**Problem details**
Return each line of the records below in which the string "hood" turns up.

(Supplied material)

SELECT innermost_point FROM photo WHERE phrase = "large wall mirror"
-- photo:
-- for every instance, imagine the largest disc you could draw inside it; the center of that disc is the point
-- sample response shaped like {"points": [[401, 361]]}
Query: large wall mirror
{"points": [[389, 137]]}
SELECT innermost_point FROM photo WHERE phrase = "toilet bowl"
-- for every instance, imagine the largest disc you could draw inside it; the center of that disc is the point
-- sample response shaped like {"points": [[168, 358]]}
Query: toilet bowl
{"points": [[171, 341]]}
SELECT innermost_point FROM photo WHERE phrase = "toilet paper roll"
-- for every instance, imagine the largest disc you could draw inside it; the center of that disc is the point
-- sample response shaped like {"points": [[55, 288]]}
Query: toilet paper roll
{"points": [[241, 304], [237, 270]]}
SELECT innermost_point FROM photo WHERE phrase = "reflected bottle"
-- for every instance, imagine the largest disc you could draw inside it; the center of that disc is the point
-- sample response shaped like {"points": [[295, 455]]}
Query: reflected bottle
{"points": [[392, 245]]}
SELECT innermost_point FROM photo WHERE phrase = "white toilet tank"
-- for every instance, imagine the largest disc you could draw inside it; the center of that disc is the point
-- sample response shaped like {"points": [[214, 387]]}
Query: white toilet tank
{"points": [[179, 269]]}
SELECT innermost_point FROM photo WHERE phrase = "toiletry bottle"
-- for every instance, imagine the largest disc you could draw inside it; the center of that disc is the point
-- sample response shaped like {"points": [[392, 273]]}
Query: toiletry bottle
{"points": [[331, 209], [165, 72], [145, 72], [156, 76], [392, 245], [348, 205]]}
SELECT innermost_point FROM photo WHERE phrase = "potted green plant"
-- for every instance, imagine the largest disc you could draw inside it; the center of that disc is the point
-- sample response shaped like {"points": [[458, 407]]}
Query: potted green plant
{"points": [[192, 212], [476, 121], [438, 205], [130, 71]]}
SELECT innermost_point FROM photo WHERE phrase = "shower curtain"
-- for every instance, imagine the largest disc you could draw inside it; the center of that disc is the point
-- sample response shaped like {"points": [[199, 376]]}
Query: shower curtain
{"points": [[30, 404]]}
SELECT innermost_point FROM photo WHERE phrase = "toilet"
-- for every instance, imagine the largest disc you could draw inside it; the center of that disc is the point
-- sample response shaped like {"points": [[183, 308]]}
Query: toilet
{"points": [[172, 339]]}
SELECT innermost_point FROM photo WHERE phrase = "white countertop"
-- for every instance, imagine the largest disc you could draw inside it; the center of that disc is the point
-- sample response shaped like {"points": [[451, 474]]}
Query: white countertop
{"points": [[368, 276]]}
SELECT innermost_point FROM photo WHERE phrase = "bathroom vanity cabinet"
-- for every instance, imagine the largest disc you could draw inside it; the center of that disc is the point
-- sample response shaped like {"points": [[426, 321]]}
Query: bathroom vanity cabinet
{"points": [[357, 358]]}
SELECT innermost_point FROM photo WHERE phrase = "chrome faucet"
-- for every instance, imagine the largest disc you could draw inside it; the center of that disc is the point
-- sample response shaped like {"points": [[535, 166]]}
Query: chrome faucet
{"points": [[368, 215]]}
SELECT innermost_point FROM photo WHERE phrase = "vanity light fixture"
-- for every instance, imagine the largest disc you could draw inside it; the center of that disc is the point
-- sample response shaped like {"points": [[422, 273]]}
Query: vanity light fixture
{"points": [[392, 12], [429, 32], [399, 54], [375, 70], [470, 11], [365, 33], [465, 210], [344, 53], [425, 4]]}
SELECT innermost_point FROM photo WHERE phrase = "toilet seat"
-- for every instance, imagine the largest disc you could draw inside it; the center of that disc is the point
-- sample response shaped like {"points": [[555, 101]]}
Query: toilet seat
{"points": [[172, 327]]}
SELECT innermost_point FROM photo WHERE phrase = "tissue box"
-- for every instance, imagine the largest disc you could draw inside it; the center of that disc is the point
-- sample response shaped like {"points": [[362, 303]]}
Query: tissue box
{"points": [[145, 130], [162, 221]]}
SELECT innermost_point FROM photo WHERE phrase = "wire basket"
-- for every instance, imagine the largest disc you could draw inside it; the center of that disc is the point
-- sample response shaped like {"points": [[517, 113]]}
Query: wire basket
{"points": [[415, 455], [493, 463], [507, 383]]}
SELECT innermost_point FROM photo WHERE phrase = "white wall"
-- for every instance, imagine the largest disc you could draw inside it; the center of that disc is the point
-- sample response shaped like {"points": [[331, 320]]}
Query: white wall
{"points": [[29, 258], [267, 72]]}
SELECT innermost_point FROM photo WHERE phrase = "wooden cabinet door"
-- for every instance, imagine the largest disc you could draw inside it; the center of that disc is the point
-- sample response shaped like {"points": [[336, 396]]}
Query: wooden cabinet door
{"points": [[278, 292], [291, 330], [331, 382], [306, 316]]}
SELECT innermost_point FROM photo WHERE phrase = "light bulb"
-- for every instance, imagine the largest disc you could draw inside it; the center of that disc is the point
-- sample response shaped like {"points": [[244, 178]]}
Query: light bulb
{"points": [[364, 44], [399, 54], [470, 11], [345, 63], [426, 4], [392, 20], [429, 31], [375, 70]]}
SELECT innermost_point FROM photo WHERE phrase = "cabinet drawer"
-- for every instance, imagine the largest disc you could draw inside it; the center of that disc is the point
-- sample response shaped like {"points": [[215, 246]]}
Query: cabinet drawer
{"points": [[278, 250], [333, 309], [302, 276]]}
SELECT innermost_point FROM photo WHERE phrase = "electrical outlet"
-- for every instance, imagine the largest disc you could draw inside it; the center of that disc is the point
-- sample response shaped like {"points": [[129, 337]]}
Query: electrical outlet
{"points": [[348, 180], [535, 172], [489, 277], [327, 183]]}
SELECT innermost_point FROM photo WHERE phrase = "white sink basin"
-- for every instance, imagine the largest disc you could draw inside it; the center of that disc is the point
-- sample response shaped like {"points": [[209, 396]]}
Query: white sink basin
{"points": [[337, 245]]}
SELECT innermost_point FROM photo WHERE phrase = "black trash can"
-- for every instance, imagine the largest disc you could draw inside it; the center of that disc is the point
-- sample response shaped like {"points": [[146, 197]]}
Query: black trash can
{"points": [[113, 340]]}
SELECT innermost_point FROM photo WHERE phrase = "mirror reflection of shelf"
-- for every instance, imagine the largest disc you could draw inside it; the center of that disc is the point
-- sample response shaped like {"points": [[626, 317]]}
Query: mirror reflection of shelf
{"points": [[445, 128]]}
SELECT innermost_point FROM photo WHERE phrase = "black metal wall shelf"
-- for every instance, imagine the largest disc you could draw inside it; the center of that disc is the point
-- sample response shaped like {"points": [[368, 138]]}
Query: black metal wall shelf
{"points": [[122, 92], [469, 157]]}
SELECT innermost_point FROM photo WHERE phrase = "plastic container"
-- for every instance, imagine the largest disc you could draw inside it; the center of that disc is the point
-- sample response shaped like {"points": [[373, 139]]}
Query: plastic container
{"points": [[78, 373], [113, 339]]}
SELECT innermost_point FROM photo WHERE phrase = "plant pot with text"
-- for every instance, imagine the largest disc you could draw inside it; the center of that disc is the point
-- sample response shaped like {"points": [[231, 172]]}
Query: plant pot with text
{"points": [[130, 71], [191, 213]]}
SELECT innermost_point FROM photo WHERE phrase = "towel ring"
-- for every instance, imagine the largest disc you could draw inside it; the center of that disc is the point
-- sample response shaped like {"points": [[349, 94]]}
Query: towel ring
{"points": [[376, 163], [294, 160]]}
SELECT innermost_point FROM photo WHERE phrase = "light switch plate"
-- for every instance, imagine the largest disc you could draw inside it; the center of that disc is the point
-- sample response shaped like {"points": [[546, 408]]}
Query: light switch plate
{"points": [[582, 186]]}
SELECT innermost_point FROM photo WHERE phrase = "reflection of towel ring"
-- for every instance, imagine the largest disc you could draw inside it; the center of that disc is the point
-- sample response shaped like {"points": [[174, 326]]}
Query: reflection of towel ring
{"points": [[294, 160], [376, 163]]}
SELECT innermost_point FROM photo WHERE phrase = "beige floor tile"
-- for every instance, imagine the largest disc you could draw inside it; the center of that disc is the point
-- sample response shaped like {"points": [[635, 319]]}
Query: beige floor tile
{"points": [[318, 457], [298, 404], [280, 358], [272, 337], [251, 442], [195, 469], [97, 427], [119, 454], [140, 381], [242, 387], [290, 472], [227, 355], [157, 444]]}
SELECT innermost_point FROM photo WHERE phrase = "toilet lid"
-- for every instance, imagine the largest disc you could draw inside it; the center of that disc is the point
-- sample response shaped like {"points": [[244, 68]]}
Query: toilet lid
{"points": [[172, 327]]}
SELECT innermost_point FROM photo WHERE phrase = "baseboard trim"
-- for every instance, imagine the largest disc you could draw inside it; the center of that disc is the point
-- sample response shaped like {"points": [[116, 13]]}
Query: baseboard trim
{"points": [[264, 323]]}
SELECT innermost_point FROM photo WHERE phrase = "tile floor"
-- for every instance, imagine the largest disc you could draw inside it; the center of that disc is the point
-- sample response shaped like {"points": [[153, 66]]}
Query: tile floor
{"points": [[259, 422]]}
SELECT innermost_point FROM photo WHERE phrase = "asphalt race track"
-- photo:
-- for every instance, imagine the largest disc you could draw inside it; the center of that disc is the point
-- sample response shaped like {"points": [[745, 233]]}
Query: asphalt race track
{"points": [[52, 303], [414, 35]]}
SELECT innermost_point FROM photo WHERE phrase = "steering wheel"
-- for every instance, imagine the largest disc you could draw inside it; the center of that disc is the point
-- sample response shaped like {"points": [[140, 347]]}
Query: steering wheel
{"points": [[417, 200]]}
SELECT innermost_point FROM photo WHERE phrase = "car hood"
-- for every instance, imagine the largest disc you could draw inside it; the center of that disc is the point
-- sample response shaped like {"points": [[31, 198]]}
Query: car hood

(End Supplied material)

**Task result**
SELECT innermost_point FROM photo WHERE phrase = "car hood"
Query: car hood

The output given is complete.